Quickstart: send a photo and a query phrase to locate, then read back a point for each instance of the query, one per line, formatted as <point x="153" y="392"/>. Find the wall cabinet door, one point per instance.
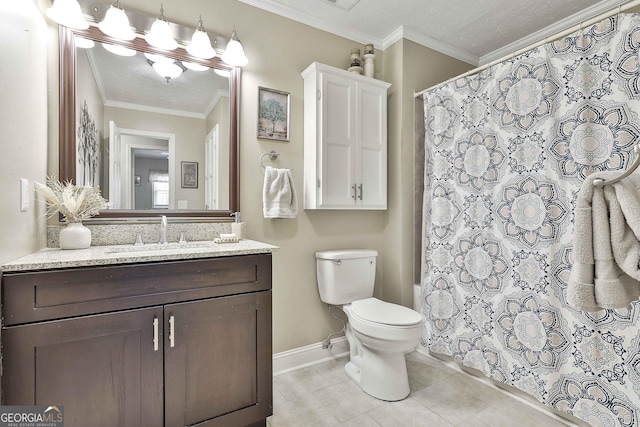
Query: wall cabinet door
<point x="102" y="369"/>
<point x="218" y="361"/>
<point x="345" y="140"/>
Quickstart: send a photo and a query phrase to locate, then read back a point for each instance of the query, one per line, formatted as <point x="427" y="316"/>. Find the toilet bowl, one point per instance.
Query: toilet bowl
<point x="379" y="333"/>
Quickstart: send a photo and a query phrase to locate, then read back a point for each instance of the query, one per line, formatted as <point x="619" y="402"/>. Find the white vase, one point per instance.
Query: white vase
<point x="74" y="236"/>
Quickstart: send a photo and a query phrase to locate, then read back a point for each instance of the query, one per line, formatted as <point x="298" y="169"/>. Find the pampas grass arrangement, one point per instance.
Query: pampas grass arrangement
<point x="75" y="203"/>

* * *

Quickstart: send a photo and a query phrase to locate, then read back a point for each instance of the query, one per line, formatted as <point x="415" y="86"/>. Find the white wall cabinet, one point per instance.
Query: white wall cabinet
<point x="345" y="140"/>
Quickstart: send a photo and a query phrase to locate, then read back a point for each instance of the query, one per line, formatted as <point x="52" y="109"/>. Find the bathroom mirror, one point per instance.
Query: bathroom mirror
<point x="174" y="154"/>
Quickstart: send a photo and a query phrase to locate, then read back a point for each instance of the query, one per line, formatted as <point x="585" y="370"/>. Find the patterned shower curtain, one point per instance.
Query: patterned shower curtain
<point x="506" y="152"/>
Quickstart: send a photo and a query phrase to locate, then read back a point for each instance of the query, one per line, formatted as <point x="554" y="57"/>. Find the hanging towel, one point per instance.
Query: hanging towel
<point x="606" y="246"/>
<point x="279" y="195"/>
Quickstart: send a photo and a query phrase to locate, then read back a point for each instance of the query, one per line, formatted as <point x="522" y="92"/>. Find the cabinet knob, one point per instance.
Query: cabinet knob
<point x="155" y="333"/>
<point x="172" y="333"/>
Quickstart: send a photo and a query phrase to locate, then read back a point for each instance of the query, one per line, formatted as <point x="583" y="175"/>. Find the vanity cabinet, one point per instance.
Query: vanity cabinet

* * *

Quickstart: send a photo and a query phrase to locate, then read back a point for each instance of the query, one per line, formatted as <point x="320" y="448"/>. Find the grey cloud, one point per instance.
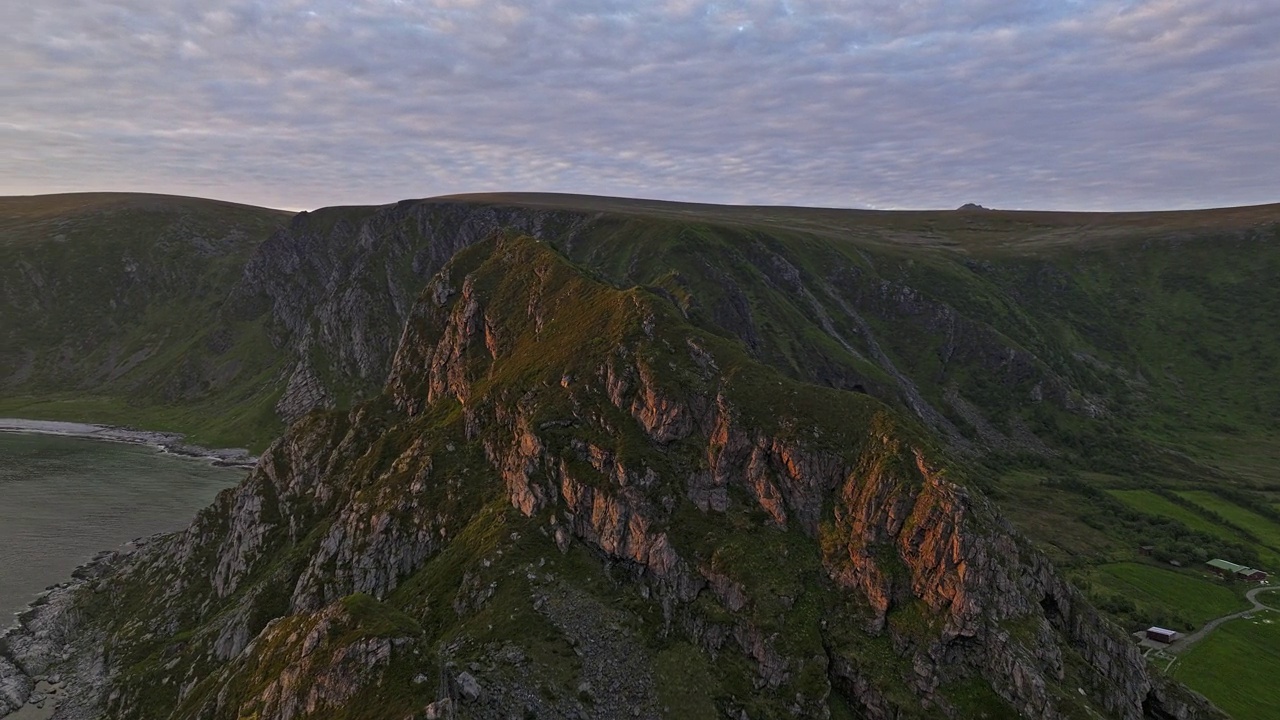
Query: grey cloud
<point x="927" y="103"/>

GIVEN INSTRUCTION: Render everything in the listing above, from the line containing "towel, one point per instance." down through the line containing "Query: vanity cabinet", both included, as a Markdown table with the columns Row and Listing line. Number each row, and leave out any blank lines.

RESPONSE TO THE EXERCISE:
| Row | Listing line |
|---|---|
| 1 | Quickstart: send a photo and a query phrase to locate, then read back a point for each instance of the query, one per line, formatted as <point x="554" y="57"/>. Find the hanging towel, one point per instance. |
| 2 | Query: hanging towel |
| 3 | <point x="606" y="246"/> |
| 4 | <point x="279" y="195"/> |
| 5 | Quickstart: send a photo and a query phrase to locate, then read back a point for each instance of the query, one per line, formatted as <point x="522" y="92"/>. Find the cabinet knob, one point per instance. |
| 6 | Query: cabinet knob |
| 7 | <point x="155" y="333"/> |
| 8 | <point x="172" y="333"/> |
| 9 | Quickstart: send a photo and a query phrase to locate, then read back a point for each instance of the query, one per line, formatted as <point x="583" y="175"/>. Find the vanity cabinet, one point per instance. |
| 10 | Query: vanity cabinet |